Every line below should be set down exactly as it appears.

━━━━━ RECORDS ━━━━━

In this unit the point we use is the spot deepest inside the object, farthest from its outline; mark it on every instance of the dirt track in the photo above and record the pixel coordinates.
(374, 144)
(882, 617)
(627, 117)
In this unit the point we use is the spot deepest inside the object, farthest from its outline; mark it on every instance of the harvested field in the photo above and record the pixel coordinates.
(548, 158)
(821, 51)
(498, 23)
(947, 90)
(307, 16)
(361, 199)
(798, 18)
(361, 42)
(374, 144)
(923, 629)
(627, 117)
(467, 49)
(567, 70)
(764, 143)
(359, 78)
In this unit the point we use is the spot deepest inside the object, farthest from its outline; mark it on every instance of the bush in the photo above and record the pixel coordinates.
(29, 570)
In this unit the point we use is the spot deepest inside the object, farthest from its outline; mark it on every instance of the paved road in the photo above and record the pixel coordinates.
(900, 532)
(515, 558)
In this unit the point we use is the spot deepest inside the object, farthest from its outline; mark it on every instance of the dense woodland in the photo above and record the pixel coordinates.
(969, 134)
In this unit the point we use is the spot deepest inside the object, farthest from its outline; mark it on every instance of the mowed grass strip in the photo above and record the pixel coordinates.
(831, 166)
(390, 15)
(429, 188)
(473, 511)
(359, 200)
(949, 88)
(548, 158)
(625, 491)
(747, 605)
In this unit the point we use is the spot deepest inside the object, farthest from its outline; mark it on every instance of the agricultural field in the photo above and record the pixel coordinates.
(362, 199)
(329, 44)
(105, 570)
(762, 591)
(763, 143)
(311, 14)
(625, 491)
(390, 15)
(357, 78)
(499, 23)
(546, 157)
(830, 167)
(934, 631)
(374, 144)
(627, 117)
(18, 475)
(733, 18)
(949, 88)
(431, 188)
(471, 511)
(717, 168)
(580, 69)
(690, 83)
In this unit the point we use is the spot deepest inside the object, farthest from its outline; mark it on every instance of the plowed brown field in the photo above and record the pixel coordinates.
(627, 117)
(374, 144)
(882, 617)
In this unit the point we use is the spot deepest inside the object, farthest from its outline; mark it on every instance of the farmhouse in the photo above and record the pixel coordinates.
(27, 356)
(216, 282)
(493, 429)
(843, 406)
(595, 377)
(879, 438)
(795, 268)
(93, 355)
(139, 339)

━━━━━

YOUR RESPONSE –
In this unit the point we use is the spot deepest inside the object, farthest from its outline; mark it on every instance of the dirt track in the photo above and record the pixel coordinates.
(374, 144)
(882, 617)
(627, 117)
In this unit the point we use is the spot deepest inside the object, farthest from its outline; mark it on every instance of the harvested field in the photo above and record the pixel coordinates.
(548, 158)
(821, 51)
(498, 23)
(947, 90)
(307, 16)
(361, 199)
(798, 18)
(361, 42)
(374, 144)
(923, 629)
(627, 117)
(467, 49)
(567, 70)
(764, 143)
(359, 78)
In this unit the point we use is the spot deepest inside the object, farthest from its outline; mark it on every instance of the bush in the photo above and record the pixel coordinates.
(29, 570)
In this unit the point we use is the spot deepest inside the object, farthest from its outline; mark it on every instance of the paved road in the photo above and record the pixel coordinates.
(900, 532)
(515, 558)
In this unit the point we use is the spot deepest inside the object, farthest from its outline; mark it on every instance of the dense woodland in the photo above and record the pixel coordinates.
(969, 134)
In this unit the point we use is the spot deepest inside the object, farthest from its outline; mark it on every instance of the mowed grass strip in the photo above and record the pixel coordinates.
(831, 166)
(390, 15)
(429, 188)
(473, 511)
(359, 200)
(949, 88)
(548, 158)
(625, 491)
(747, 605)
In this unit the point we use is the spot deepest inside the object, farthest from its outline; mark it on every instance of the agricultural field in the photo above and record the pixel coordinates.
(362, 199)
(329, 44)
(105, 570)
(762, 591)
(763, 143)
(311, 14)
(625, 491)
(390, 15)
(357, 78)
(499, 23)
(546, 157)
(830, 167)
(934, 631)
(374, 144)
(627, 117)
(18, 475)
(733, 18)
(949, 88)
(431, 188)
(471, 511)
(717, 168)
(580, 69)
(690, 83)
In this unit the point we use is the spot deepest inside the object, farthest from its outline; mark it on every instance of the plowed brown field in the photo above and record the pixel coordinates.
(627, 117)
(374, 144)
(882, 617)
In this unit the point we use is the spot deepest inside the object, farthest from its outline; mark it on every instance of the farmhouse in the photo above and record the pixel coordinates.
(27, 356)
(216, 282)
(493, 429)
(843, 406)
(595, 377)
(879, 438)
(795, 268)
(93, 355)
(139, 339)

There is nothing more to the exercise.